#### DONNÉES BRUTES ####
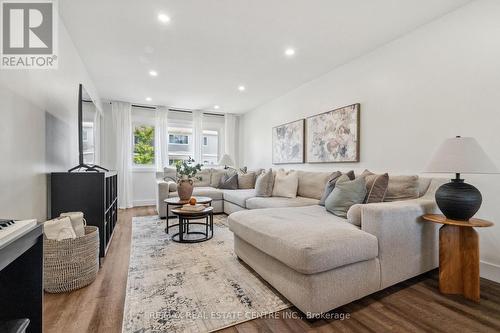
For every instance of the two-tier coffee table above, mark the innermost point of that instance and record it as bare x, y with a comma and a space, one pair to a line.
186, 220
458, 255
177, 202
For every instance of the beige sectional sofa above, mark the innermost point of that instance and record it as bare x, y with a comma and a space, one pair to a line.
309, 192
317, 260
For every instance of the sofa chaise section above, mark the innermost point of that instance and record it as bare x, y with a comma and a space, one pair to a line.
392, 244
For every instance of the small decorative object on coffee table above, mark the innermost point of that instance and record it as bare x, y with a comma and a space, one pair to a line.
177, 202
186, 173
458, 255
185, 221
457, 199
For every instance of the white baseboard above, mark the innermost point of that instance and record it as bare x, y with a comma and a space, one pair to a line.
490, 271
140, 203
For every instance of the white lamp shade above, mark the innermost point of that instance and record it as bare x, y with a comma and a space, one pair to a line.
461, 155
226, 160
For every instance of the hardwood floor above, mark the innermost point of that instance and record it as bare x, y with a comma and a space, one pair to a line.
412, 306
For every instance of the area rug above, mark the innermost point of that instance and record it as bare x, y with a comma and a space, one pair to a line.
200, 287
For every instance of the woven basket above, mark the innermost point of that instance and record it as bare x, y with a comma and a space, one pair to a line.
71, 264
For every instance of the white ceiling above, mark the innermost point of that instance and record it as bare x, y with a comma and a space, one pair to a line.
210, 47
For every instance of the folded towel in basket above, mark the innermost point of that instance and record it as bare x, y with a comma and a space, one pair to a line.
77, 221
59, 228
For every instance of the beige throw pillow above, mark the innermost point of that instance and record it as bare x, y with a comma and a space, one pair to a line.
264, 184
246, 180
286, 184
402, 188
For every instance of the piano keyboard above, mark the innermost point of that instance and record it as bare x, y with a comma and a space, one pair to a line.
10, 229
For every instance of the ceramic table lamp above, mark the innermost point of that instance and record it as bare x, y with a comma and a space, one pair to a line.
457, 199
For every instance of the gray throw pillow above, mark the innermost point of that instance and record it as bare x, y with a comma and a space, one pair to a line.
264, 184
345, 194
376, 186
331, 185
229, 182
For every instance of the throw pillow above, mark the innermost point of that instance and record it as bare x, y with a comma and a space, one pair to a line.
203, 178
402, 188
345, 194
331, 185
246, 180
376, 186
286, 184
169, 174
229, 182
216, 177
264, 184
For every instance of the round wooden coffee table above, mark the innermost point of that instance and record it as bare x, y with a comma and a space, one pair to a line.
185, 221
177, 202
458, 255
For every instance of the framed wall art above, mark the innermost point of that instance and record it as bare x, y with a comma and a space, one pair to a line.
288, 143
333, 136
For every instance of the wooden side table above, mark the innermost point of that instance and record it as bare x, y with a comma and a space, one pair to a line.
458, 255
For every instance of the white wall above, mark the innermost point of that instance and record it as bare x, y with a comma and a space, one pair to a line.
439, 81
39, 129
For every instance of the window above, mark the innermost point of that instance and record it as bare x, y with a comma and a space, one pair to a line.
180, 145
144, 145
178, 139
212, 140
88, 142
210, 147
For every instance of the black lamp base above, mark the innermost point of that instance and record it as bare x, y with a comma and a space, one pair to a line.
458, 200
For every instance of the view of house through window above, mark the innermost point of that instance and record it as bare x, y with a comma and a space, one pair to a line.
144, 146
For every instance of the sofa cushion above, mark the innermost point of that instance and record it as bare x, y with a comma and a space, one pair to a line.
205, 175
306, 239
204, 191
402, 188
238, 197
312, 184
278, 202
285, 184
229, 182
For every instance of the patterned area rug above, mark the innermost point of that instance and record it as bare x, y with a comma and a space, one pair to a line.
198, 287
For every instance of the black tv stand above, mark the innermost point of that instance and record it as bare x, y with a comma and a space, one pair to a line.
87, 168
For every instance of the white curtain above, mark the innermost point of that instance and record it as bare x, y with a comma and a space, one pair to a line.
161, 138
122, 119
197, 135
97, 137
230, 138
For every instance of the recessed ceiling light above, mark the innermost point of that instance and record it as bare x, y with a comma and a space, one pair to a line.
163, 18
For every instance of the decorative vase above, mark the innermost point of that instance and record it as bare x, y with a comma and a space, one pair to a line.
458, 200
185, 189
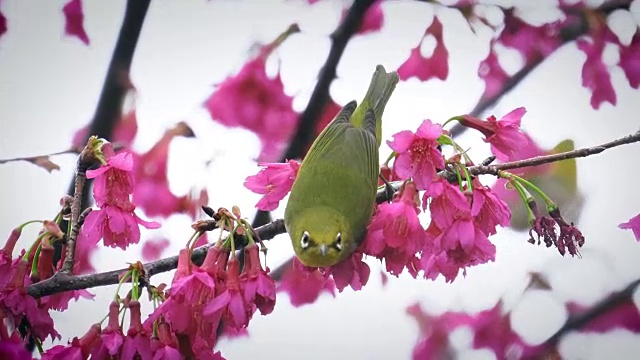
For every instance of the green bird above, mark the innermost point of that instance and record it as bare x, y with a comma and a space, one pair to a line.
333, 196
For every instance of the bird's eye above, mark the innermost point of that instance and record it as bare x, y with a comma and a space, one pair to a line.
304, 241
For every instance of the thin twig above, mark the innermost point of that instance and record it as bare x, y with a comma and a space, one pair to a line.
545, 159
33, 158
80, 179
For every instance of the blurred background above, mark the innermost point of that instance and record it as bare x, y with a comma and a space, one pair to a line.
50, 83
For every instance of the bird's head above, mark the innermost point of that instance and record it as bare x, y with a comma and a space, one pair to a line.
321, 237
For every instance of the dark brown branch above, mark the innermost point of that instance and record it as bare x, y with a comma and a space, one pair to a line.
115, 87
545, 159
109, 107
611, 302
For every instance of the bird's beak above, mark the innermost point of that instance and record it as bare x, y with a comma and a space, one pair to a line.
323, 249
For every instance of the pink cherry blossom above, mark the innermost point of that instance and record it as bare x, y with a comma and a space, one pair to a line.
124, 132
418, 156
16, 305
254, 101
395, 233
114, 181
304, 285
3, 22
595, 74
117, 227
165, 346
13, 350
488, 209
425, 68
60, 301
74, 20
621, 315
259, 287
493, 74
630, 60
111, 337
137, 343
153, 248
274, 181
634, 225
504, 135
351, 271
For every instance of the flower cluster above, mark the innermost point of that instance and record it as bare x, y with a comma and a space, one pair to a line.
115, 221
215, 295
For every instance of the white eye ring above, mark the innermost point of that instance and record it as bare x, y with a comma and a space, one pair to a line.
338, 244
304, 241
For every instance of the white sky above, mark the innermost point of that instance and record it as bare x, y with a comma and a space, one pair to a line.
49, 85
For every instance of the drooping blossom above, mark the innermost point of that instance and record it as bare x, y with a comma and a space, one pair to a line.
456, 231
15, 350
74, 20
78, 349
630, 60
304, 285
418, 155
490, 211
118, 228
634, 225
274, 181
433, 341
493, 74
351, 271
395, 233
60, 301
254, 101
137, 343
124, 131
504, 135
425, 68
115, 221
259, 288
152, 193
555, 231
16, 305
595, 73
153, 248
492, 329
111, 337
114, 180
532, 42
165, 345
191, 289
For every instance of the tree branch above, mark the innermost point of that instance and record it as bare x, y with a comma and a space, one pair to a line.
64, 282
545, 159
609, 303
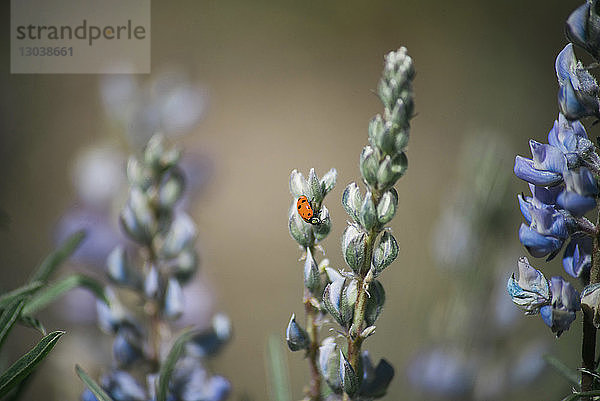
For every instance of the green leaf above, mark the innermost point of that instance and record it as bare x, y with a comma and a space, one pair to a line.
20, 388
30, 321
565, 371
166, 370
46, 296
23, 291
57, 257
278, 370
27, 363
92, 385
8, 318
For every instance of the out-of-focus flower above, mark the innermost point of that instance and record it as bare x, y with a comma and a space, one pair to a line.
529, 290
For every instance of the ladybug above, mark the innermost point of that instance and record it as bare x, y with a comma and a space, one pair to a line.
306, 211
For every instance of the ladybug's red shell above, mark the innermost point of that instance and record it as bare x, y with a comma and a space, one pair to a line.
305, 209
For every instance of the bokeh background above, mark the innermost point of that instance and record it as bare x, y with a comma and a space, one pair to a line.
287, 85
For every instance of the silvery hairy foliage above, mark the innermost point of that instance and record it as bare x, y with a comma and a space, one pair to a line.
146, 298
352, 299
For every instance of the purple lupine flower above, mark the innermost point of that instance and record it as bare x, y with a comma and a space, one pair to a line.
579, 197
547, 229
577, 259
545, 168
571, 139
529, 290
578, 89
565, 302
583, 28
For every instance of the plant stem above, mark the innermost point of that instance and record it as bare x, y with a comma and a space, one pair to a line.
364, 280
588, 344
313, 348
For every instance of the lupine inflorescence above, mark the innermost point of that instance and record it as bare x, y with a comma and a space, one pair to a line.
151, 277
563, 179
354, 299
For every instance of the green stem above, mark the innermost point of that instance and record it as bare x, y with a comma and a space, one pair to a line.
313, 348
364, 280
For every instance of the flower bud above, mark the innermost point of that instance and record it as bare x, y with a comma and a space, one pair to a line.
329, 364
386, 209
369, 163
300, 231
328, 181
173, 303
390, 170
385, 252
354, 247
314, 187
171, 189
120, 270
368, 212
298, 185
332, 301
352, 201
312, 277
152, 283
322, 229
374, 303
529, 289
154, 151
181, 234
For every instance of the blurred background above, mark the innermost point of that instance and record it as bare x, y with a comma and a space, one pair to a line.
252, 90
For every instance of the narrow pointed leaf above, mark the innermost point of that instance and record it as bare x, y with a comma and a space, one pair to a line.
57, 257
8, 318
166, 370
46, 296
28, 362
92, 385
25, 290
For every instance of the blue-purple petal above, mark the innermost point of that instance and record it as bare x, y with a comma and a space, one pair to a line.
537, 244
525, 170
576, 204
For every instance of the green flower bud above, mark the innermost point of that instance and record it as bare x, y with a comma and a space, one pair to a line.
374, 303
328, 181
386, 209
171, 189
368, 213
312, 277
350, 379
322, 229
300, 231
352, 201
369, 163
329, 364
314, 187
385, 252
354, 247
####
» CONSIGNES
Recopiez la liste en commençant à la ligne qui contient "For every instance of the narrow" et en vous arrêtant après sa dernière ligne. Substituez "violet petal" à "blue-purple petal" sans rien modifier d'autre.

» RÉPONSE COMPLÈTE
For every instance of the narrow pointed leaf above, mark the innermost point of that instance and record it as bare x, y with a comma and a space, one pair to a line.
57, 257
8, 318
166, 370
46, 296
28, 362
92, 385
25, 290
For every instance of the violet petal above, mark the innermost point of that instance and record it as bare x, y with a comma and a space, one pair to a line.
537, 244
525, 170
576, 204
For every instance of the green flower bud above, mark the innermost point of that instance and record it as bare x, y with a comma and a space, one pair to a line.
374, 303
328, 181
386, 209
171, 189
368, 213
312, 277
350, 379
322, 229
300, 231
352, 201
369, 163
329, 364
314, 187
385, 252
354, 247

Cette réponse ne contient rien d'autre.